### [SOURCE EXTRACT]

AMCORD, INC., et al.

CASE NO: 274075


Dept.: 514
Date Filed: February 16, 2007
Trial Date: October 15, 2007

Hon. Thomas J. Mellon, Jr.

Plaintiff Martin O. Lujan submits his Response to the Motion to Dismiss Juror Gunther Pott and Memorandum of Points and Authorities in Support Thereof (“Motion”) and would respectfully show this Court as follows:


Defendant Kaiser Gypsum Company, Inc. (“Kaiser Gypsum”), joined by other defendants, has asked the Court to dismiss juror Gunther Pott, Juror Number 1802170, from the panel in this case. The motion is based on Mr. Pott’s expression of “ethical concerns” regarding the need for individuals and corporations to assume responsibility for the consequences of their actions. Trial Transcript, attached as Exhibit A to Motion, at 166. The Court, citing the “pretty extensive discussion” of Mr. Pott’s “moral and ethical concerns,” concluded that he could serve as an impartial juror. Id. As it happens, Mr. Pott’s general attitudes are fairly consistent with the law governing strict liability and respondeat superior, but the correctness of his views is not at issue. The only question before the Court is whether Mr. Pott’s moral principles disqualify him from jury service. The relevant case law demonstrates beyond serious question that Mr. Pott is qualified to serve.


The jury is “a fundamentally human institution; the unavoidable fact that jurors bring diverse backgrounds, philosophies, and personalities into the jury room is both the strength and the weakness of the institution. . . . If the system is to function at all, we must tolerate a certain amount of imperfection short of actual bias.” In re Hamilton (1999) 20 Cal.4th 273, 296 (internal quotation marks and citations omitted). A juror’s moral beliefs are not grounds for disqualification unless those beliefs “supplant[] the law or instructions” given by the Court. People v. Lewis (2001) 26 Cal.4th 334, 390. Jurors “are presumed to be intelligent, capable of understanding instructions and applying them to the facts of the case.” Id. (citation omitted).

A juror may be disqualified for “actual bias,” which means “the existence of a state of mind on the part of the juror in reference to the case, or to any of the parties, which will prevent the juror from acting with entire impartiality, and without prejudice to the substantial rights of any party.” People v. Nesler (1997) 16 Cal.4th 561, 581 (quoting Code Civ. Proc., § 225, subd. (b)(1)(C)). To warrant discharge, a juror’s alleged bias must “appear in the record as a demonstrable reality.” People v. Holloway (2004) 33 Cal.4th 96, 124.

### [WHAT IS ASKED]
1. Answer these about the juror response:
(a) Which defendant asked the Court to dismiss the juror?
(b) What is Gunther Pott's juror number?
(c) According to People v. Holloway, how must a juror's alleged bias appear to warrant discharge?
2. Write the next part of the juror response, picking up after its final sentence.
The material that follows has no connection to the juror response above.

### [DATA LINES]

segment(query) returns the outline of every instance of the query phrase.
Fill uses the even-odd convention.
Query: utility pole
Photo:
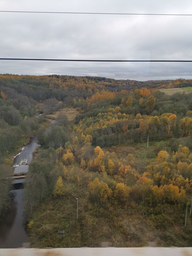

### [ANSWERS PER TASK]
1.
(a) Kaiser Gypsum Company, Inc.
(b) 1802170
(c) It must "appear in the record as a demonstrable reality."

2.
Determining whether a prospective juror can be impartial is “within the broad discretion of the trial court. . . . A juror will often give conflicting or confusing answers regarding his or her impartiality or capacity to serve, and the trial court must weigh the juror’s responses in deciding whether to remove the juror for cause.” People v. Bonilla (2007) 41 Cal.4th 313, 339. Where “answers given on voir dire are equivocal or conflicting, the trial court’s assessment of the person’s state of mind is generally binding on appeal.” People v. DePriest (2007) 42 Cal.4th 1, 20.

Contrary to Kaiser Gypsum’s assertion, the trial court is not required to base its determination on a particular statement viewed in isolation. On the contrary, the trial court should consider the totality of the prospective juror’s responses, as well as the juror’s “demeanor, tone, and credibility.” Id. at 21 (citation omitted). The trial court may evaluate a prospective juror’s impartiality “even though, as is often true, he has not expressed his views with absolute clarity.” Id. (citation omitted).

Kaiser Gypsum is unable to cite a single case that supports its argument with respect to actual bias. Kaiser Gypsum cites a handful of cases in which jurors were disqualified because they had knowledge of extraneous facts about an actual party in the case. None of those cases involve the sort of ethical concerns expressed by Mr. Pott. In fact, Kaiser Gypsum rather tellingly ignores the most analogous cases, which involve jurors with strong beliefs about the death penalty. California courts have consistently held that such beliefs do not necessarily disqualify a juror.

The fact that a prospective juror “zealously opposes or supports the death penalty” does not constitute actual bias unless “it is ‘unmistakably clear’ the prospective juror would ‘automatically’ vote for life or death.” DePriest, 42 Cal.4th at 20 (citations omitted). In the same way, the fact that Mr. Pott favors the acceptance of personal responsibility does not mean that he would be unable to follow the law as instructed by the Court.

In People v. Ledesma (2006) 39 Cal.4th 641, a prospective juror “stated several times that he definitely would vote for the death penalty” and indicated that “anyone who intentionally kills another person automatically should receive the death penalty.” Id. at 672. The juror then stated that “if he were instructed that he must consider other evidence, he would follow the instructions.” Id. The Supreme Court held that the trial court had properly denied a challenge for cause, based on its conclusion that the juror would follow the law “[d]espite the personal opinions he asserted at the beginning of voir dire . . . .” Id. If a juror with such strong views is not considered biased, it is absurd to suggest that Mr. Pott’s moral views should disqualify him from serving in this case.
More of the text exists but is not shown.